Count how many lines below include the string "dark". Only that number should appear in the reply.
= = = = =
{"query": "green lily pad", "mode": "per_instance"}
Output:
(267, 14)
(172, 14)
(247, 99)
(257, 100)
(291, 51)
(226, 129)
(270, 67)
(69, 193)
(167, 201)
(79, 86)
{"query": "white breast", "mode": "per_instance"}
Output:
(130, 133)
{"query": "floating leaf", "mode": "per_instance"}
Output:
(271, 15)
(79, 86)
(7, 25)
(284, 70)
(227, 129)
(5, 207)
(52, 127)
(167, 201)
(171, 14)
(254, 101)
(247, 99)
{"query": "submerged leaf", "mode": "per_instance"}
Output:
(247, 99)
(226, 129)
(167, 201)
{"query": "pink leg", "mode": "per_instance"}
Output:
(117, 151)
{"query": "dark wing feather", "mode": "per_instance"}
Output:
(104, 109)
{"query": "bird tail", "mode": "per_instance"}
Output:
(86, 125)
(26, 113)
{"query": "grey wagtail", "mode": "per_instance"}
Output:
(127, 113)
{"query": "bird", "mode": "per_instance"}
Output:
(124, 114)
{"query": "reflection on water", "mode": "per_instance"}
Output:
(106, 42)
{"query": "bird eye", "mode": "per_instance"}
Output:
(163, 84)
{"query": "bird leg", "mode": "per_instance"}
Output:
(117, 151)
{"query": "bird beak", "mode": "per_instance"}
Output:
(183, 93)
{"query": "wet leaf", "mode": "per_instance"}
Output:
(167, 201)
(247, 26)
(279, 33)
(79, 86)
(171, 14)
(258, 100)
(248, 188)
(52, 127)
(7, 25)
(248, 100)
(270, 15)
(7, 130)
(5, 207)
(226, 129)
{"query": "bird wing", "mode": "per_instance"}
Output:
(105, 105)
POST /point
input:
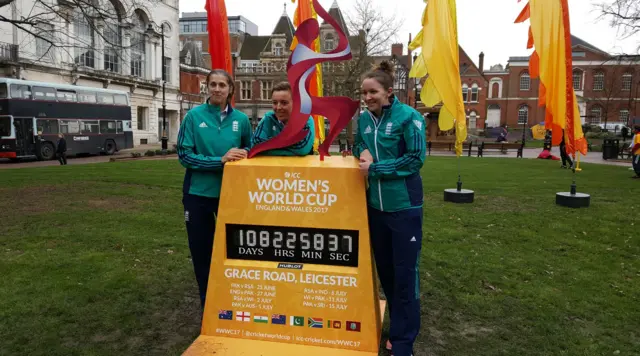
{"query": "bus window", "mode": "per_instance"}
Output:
(5, 126)
(47, 127)
(44, 93)
(87, 97)
(88, 127)
(20, 91)
(105, 98)
(120, 99)
(67, 95)
(107, 127)
(69, 126)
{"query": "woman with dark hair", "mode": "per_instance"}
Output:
(274, 122)
(390, 143)
(211, 135)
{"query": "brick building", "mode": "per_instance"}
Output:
(193, 76)
(607, 88)
(193, 28)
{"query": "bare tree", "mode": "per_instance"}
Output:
(623, 15)
(96, 20)
(372, 33)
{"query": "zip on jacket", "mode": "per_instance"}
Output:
(206, 134)
(397, 142)
(270, 126)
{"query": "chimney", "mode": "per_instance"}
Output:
(397, 49)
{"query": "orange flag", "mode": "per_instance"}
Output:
(219, 43)
(305, 11)
(550, 35)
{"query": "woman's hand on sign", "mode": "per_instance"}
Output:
(366, 156)
(234, 154)
(364, 167)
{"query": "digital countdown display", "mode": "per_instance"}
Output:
(291, 269)
(331, 247)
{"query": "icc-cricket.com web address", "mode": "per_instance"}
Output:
(314, 340)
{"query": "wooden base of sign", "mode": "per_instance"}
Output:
(226, 346)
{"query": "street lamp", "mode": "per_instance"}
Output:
(164, 138)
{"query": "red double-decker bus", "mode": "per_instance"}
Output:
(32, 114)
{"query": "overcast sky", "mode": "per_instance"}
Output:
(484, 25)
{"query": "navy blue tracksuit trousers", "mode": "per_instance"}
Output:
(200, 217)
(396, 239)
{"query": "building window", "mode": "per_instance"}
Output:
(627, 78)
(142, 118)
(329, 43)
(266, 90)
(112, 38)
(495, 90)
(166, 69)
(577, 80)
(598, 81)
(474, 93)
(277, 49)
(44, 47)
(245, 90)
(596, 115)
(525, 81)
(624, 116)
(473, 120)
(138, 47)
(523, 115)
(83, 33)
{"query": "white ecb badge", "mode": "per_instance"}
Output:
(418, 124)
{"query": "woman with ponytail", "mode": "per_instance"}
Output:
(390, 144)
(211, 135)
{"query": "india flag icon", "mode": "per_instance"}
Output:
(261, 319)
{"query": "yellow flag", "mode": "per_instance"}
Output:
(440, 61)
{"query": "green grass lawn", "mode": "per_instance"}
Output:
(94, 261)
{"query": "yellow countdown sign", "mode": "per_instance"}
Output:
(291, 270)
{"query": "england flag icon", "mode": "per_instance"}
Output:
(243, 316)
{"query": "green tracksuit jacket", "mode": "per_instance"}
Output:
(270, 126)
(398, 146)
(202, 141)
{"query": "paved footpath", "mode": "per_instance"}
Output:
(532, 153)
(72, 160)
(529, 153)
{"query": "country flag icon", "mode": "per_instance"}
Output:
(315, 323)
(279, 319)
(225, 315)
(243, 316)
(296, 320)
(353, 326)
(263, 319)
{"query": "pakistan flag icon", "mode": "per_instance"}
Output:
(296, 320)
= = = = =
» **Response below**
2